DIRECTIONS FOR THIS TASK - The entries below should be output exactly as written.

--- START EXTRACTED RECORDS ---

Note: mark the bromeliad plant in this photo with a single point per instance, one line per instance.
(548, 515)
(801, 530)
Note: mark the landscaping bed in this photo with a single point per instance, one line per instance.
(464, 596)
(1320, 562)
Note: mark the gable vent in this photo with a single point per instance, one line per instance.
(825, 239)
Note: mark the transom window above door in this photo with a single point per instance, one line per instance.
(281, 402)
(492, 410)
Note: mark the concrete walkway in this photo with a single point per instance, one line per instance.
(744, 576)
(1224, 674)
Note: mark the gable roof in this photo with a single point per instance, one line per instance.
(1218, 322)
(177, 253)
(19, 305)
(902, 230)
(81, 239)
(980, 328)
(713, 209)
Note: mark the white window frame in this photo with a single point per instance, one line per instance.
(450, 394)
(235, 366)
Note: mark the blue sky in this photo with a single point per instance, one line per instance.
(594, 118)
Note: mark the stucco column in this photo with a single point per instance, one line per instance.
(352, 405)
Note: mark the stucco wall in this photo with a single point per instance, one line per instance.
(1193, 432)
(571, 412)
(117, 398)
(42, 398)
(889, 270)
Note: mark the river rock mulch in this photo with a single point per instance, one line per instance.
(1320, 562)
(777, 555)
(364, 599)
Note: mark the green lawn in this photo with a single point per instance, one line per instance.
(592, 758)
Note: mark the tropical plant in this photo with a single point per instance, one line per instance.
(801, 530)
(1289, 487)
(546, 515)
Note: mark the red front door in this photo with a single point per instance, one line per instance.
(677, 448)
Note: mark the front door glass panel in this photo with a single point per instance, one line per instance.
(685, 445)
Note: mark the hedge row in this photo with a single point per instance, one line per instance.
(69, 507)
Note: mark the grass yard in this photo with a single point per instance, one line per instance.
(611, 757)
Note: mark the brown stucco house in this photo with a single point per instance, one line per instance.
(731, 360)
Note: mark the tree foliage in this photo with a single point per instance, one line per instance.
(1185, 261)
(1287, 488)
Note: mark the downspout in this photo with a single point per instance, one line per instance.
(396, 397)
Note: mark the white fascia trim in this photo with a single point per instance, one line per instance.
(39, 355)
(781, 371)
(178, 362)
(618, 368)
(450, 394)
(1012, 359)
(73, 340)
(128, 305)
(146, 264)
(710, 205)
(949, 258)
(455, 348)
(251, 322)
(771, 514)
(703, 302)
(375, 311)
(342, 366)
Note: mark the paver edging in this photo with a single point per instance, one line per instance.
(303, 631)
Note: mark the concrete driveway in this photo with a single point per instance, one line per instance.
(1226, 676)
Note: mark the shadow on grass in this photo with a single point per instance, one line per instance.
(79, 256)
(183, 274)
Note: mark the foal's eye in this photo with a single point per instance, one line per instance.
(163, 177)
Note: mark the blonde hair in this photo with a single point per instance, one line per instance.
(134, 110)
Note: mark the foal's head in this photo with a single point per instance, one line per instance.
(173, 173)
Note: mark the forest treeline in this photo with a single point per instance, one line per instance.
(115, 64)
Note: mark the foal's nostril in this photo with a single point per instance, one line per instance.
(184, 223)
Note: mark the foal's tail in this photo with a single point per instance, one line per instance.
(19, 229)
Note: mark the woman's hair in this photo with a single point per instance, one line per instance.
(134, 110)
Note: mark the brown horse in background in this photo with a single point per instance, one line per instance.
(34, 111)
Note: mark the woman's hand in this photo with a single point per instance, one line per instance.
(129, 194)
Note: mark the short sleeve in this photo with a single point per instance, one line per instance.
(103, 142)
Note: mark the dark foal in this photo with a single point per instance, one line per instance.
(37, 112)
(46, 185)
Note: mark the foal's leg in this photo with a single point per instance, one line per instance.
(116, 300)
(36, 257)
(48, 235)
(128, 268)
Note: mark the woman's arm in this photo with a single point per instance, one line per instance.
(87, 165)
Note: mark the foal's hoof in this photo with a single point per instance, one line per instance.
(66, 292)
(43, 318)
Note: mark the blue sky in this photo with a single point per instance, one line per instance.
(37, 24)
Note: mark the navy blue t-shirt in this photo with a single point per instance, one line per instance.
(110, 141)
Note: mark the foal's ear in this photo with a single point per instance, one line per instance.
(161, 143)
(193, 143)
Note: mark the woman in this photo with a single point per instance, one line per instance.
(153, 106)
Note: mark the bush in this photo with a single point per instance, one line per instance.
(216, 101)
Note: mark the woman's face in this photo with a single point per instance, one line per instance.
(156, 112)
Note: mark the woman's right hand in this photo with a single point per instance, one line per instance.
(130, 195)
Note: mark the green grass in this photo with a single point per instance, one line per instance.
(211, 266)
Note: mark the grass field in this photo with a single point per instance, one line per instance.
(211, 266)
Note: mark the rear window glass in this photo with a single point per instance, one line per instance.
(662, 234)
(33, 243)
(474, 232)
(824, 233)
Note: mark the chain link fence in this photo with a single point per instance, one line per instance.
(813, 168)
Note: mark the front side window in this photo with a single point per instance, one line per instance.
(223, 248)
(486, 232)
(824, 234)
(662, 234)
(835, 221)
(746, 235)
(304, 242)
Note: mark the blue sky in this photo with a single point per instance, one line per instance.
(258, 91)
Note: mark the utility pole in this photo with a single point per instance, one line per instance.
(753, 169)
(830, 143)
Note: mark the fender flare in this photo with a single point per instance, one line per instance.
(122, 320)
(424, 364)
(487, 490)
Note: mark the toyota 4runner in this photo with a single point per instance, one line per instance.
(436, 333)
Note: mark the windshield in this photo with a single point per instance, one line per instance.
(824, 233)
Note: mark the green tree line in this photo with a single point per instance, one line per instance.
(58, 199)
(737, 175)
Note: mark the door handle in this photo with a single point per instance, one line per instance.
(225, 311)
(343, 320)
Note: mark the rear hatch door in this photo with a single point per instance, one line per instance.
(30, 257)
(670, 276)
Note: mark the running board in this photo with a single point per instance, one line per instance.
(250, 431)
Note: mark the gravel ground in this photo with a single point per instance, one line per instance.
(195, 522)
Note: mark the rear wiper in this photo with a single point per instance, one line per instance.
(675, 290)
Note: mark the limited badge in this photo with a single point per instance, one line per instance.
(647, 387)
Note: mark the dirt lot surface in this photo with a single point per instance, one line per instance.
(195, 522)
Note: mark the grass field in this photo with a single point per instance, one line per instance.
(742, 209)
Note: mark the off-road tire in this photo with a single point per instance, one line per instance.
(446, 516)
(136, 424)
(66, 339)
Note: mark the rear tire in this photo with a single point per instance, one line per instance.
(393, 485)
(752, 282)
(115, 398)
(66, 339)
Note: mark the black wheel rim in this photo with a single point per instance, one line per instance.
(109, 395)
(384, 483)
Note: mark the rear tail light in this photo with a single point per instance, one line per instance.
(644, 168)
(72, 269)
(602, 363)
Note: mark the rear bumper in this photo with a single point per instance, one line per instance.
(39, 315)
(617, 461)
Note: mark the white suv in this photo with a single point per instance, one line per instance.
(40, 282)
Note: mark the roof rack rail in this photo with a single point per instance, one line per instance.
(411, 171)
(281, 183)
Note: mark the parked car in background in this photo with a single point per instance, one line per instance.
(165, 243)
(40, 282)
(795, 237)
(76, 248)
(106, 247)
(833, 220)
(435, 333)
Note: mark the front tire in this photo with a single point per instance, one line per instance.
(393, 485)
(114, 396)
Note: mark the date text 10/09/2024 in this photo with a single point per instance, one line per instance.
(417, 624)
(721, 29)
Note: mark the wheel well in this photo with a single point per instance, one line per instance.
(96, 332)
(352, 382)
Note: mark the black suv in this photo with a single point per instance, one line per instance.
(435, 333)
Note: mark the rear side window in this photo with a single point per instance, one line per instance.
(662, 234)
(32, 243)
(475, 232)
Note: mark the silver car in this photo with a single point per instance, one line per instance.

--- END EXTRACTED RECORDS ---

RESPONSE TO THIS TASK -
Note: mark the bromeliad plant in this photo with a single point per instance, one line per instance.
(548, 515)
(801, 530)
Note: mark the landscaping bed in this photo with a single point per instance, one line per instance.
(464, 596)
(1320, 562)
Note: mark the gable vent in this photo with a single point per instance, one line per instance.
(825, 239)
Note: mark the transom window above door in this photo with a single point per instance, one line per instance.
(281, 402)
(492, 410)
Note: mark the concrete walkway in this photo with a single point per instance, one line per instance.
(744, 576)
(1224, 674)
Note: mark the gable roof in this photo with a single point per instance, one line per instance.
(1218, 322)
(177, 253)
(19, 305)
(902, 230)
(81, 239)
(980, 328)
(713, 209)
Note: mark the white window frame in this photo with a single point per instance, one line per instance.
(450, 394)
(235, 366)
Note: mark the blue sky in this photo with a single point per instance, one line per instance.
(594, 118)
Note: mark the stucco column in this photo with a single point per instance, one line per instance.
(352, 405)
Note: mark the stucco wall in this photo with a single point per instance, one line per instance.
(1193, 432)
(571, 412)
(117, 398)
(42, 398)
(889, 270)
Note: mark the river rock mulch in this photo with a single point per instance, one line per instance.
(1320, 562)
(777, 555)
(364, 599)
Note: mark the green lawn in this photo with a single point per instance, one line per instance.
(592, 758)
Note: mark the tropical plant in this photo with a single point per instance, one line per instance.
(801, 530)
(1289, 487)
(546, 515)
Note: mark the red front door in this photo with a single point per instance, one line per instance.
(677, 448)
Note: mark the front door glass panel in this photo with a single point per instance, one line per instance.
(685, 445)
Note: mark the hedge row in this photo with a single point per instance, one line per instance.
(69, 507)
Note: mark the grass yard in this photo with a single point per instance, one line per instance.
(611, 757)
Note: mark the brown stucco house in this photo with a single point per instance, one line per instance.
(731, 360)
Note: mark the tree foliage in this photo with a single point per instance, one line per instance.
(1185, 261)
(1287, 488)
Note: mark the downspout in this photo with a single point per instance, one line per instance.
(396, 397)
Note: mark the white fascia trim in this photo with a single point per instance, one line per instance.
(39, 355)
(781, 371)
(178, 362)
(618, 368)
(450, 394)
(1012, 359)
(73, 340)
(128, 305)
(146, 264)
(710, 205)
(949, 258)
(455, 348)
(251, 322)
(771, 514)
(703, 302)
(375, 311)
(342, 366)
Note: mark the paver edging in this photo with a single point per instance, one line per instance.
(303, 631)
Note: mark the concrete driveway in this photo with a single point per instance, one line per instance.
(1226, 676)
Note: mark the shadow on grass in this photo with a single point per instance, one line per instance.
(79, 256)
(183, 274)
Note: mark the foal's eye in this photo with a single point per instance, one line per instance.
(163, 177)
Note: mark the blonde hair in this photo with a single point per instance, one line per instance.
(134, 110)
Note: mark the foal's head in this photo with a single point per instance, one line per instance.
(173, 173)
Note: mark the forest treeline in this photo with a single point per instance, one line per instance.
(115, 64)
Note: mark the foal's nostril in this photo with a single point per instance, one line per instance.
(184, 223)
Note: mark the foal's tail in this photo with a single point per instance, one line per instance.
(19, 229)
Note: mark the woman's hair in this photo with a single point per instance, one line per instance.
(134, 110)
Note: mark the brown horse in background in this photo with a single point per instance, one line per instance.
(34, 111)
Note: mark the woman's hand in this photo with a single point per instance, one line per instance.
(129, 194)
Note: mark the short sleeve in this photo with a single point per instance, one line per instance.
(103, 142)
Note: mark the dark foal in this photo with a single point per instance, one line per instance.
(37, 112)
(46, 185)
Note: mark the foal's leg in this photo with a single point per instance, one line per instance.
(116, 300)
(36, 257)
(48, 235)
(128, 268)
Note: mark the woman's arm in this photo with a single point per instance, one line per instance.
(87, 165)
Note: mark the foal's hoof in this photo with a single point per instance, one line per instance.
(66, 292)
(43, 318)
Note: mark the blue sky in this photo with a single point per instance, one line per instance.
(37, 24)
Note: mark the navy blue t-shirt in this photo with a single point per instance, one line per instance.
(110, 141)
Note: mark the foal's ear in this photo with a single point per instance, one line per instance.
(161, 143)
(193, 143)
Note: mark the woman in this photo with a single point per instance, one line per instance.
(153, 106)
Note: mark the bush in this photo with a single point per instance, one line per instance.
(216, 101)
Note: mark the woman's face in this photo with a single point per instance, one line per instance.
(156, 112)
Note: mark the woman's right hand in this photo with a single point per instance, one line per instance.
(130, 195)
Note: mark the green grass in this photo with a single point per instance, one line per instance.
(211, 266)
Note: mark the grass field in this photo with a single point per instance, one line per instance.
(211, 266)
Note: mark the rear window glass in this photo with a single point per instance, one line per instance.
(662, 234)
(33, 243)
(474, 232)
(824, 233)
Note: mark the chain link fence in this photo with a single point per instance, one line per instance.
(813, 168)
Note: mark the front side window in this photo with a single point per instance, one line per instance.
(223, 248)
(486, 232)
(824, 234)
(662, 234)
(835, 221)
(746, 235)
(304, 242)
Note: mark the blue sky in this photo with a single point per instance, one line per instance.
(258, 91)
Note: mark the utility pole in this photo with a single point per instance, one line per instance.
(753, 169)
(830, 143)
Note: mark the fender flare in this photo with a single point per instance, one line per instance.
(122, 320)
(424, 364)
(487, 490)
Note: mark the toyota 4runner in this photo with a single point per instance, one line per instance.
(436, 333)
Note: mark the windshield in this photo with a single point per instance, one line per instance.
(824, 233)
Note: mark the green tree line in this photo with a single point per instance, one line per instance.
(58, 199)
(737, 175)
Note: mark the door handle in this photo with a single point per instance, one line per instance.
(225, 311)
(343, 320)
Note: mark the rear hatch door in this photo with a single point per instance, one line per instance.
(30, 257)
(670, 276)
Note: mark the running board in this photo with a single point per instance, one line per instance.
(250, 431)
Note: mark the gravel ground in this photo with a single point per instance, one line per instance.
(195, 522)
Note: mark the rear wiper in this photo with a single point per instance, one line per instance.
(675, 290)
Note: mark the limited badge in this photo with a single point per instance, one line per instance.
(647, 387)
Note: mark the dirt lot surface in this photo with a single point per instance, one line per instance.
(195, 522)
Note: mark the grass field in this photo with a single point per instance, one line per instance.
(742, 209)
Note: mark the off-road tire in this photo with a single point per instance, one line per instance.
(446, 516)
(136, 424)
(66, 339)
Note: mark the rear tire in this photo with a single point per instance, one line per instance.
(393, 485)
(752, 282)
(115, 398)
(66, 339)
Note: mark the black wheel rim in this photo with a single point per instance, one line per instance.
(109, 395)
(384, 483)
Note: mark the rear tail light in this photo with a single point per instance, one line per instance.
(644, 168)
(72, 269)
(602, 363)
Note: mark the rear bumper in this photo with a single point per instance, one line per instance.
(39, 315)
(617, 461)
Note: mark the white suv in this photo with a single point per instance, one line per instance.
(40, 282)
Note: mark the roof rack rail in this photo with a single point per instance, one line per instance.
(411, 171)
(281, 183)
Note: mark the parked car in background in this photo with a single point per instance, one line per instance.
(165, 243)
(40, 282)
(795, 237)
(76, 248)
(106, 247)
(833, 220)
(435, 333)
Note: mark the front tire in this photo with a single point per instance, one line per instance.
(393, 485)
(114, 396)
Note: mark the date text 10/09/2024 in this photo with a single point per instance, one line per instance.
(417, 624)
(721, 29)
Note: mark the wheel well in this photo with a single point per instance, one line per instance.
(96, 332)
(352, 382)
Note: mark the black suv in this photo with a single point per instance, one line per instance.
(435, 333)
Note: mark the rear side window in this photo with a single point per instance, one line per instance.
(662, 234)
(32, 243)
(475, 232)
Note: mark the silver car in this photo with a single point per instance, one line per instance.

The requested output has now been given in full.